** Opening Recorded information block **

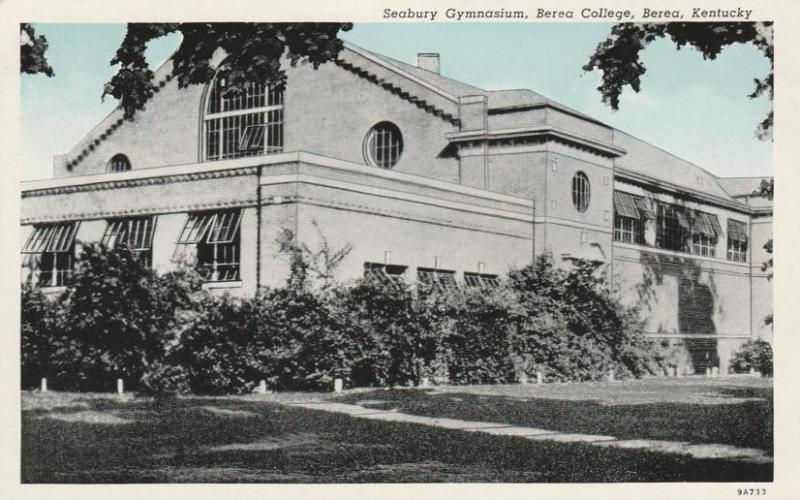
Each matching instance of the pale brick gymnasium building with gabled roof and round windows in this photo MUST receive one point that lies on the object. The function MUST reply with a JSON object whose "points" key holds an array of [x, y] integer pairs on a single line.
{"points": [[424, 176]]}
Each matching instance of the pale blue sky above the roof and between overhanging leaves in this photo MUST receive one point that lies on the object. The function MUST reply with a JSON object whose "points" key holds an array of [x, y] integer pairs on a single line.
{"points": [[698, 110]]}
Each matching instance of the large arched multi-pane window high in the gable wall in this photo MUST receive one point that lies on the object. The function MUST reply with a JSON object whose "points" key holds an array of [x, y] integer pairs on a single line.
{"points": [[249, 123]]}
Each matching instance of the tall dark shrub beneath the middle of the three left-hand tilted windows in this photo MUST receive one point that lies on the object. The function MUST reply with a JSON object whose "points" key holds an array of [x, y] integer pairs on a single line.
{"points": [[119, 319]]}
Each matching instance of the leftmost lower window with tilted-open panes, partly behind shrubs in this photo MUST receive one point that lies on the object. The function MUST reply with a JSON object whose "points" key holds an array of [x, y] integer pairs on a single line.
{"points": [[50, 250]]}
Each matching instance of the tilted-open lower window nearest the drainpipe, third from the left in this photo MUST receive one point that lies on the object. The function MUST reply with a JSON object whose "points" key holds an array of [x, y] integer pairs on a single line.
{"points": [[216, 236]]}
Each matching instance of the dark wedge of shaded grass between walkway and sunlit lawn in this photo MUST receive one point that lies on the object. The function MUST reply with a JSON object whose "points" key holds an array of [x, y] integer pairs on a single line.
{"points": [[744, 422]]}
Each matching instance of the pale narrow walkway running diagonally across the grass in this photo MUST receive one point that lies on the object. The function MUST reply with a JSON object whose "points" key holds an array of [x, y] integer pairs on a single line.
{"points": [[695, 450]]}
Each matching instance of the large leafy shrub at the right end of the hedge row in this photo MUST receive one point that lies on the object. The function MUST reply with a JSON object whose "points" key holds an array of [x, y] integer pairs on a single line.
{"points": [[576, 329]]}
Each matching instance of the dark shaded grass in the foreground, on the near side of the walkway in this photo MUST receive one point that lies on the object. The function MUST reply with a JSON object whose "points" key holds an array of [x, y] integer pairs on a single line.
{"points": [[231, 440]]}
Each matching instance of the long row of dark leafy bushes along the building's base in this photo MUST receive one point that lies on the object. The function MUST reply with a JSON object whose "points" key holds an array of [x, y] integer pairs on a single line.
{"points": [[159, 333]]}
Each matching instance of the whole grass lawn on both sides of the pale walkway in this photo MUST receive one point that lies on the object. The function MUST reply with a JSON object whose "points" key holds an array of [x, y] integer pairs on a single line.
{"points": [[87, 438]]}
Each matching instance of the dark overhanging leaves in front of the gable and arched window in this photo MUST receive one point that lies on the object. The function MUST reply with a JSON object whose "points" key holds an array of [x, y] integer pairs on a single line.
{"points": [[254, 52]]}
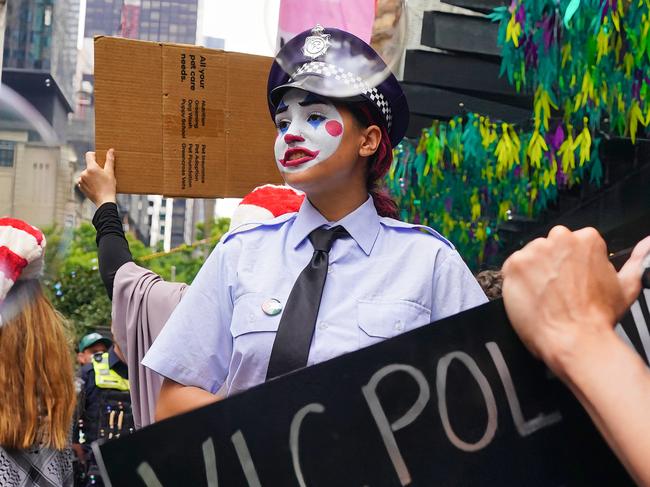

** Closing Recorded information block **

> **Work to complete**
Exactly restate the lines from the one holding "Each matching instance of the large leafy" to the final line of the records above, including both and excluding pictures.

> **Finished exercise**
Each matching instance of the large leafy shrub at the right end of the hedge row in this photo MUST receive one point that lies on the object. The function MUST reply with a JSON object whose "points" key holds an array of [x, y] integer pairs on a single line.
{"points": [[576, 329]]}
Each matching instance of the dark shaded grass in the foreground, on the near side of the walkway in this photo MUST receive one point that lies on the object. The function MUST reply with a JSON object whose "points" key holds an array of [x, y] integer pairs on a single line.
{"points": [[231, 440]]}
Each matching instance of the long row of dark leafy bushes along the building's base in this photo MUST receive one point that lies on the object. The function MUST reply with a JSON object whose "points" key holds an array of [x, y] integer pairs on a single line.
{"points": [[159, 333]]}
Each matching instance of the whole grass lawn on both sides of the pale walkway in this photo MUST receive one point that lies on the object. The function MUST reply with a JSON object whose "points" key holds an array of [x, y] integer pairs on a single line.
{"points": [[87, 438]]}
Each matching instance of the dark overhanging leaves in front of the gable and arched window in this photo MUST receive one point that lies on the object. The function MUST reply with a JSON object whose "points" key holds an array of [x, y] integer pairs on a single line.
{"points": [[254, 52]]}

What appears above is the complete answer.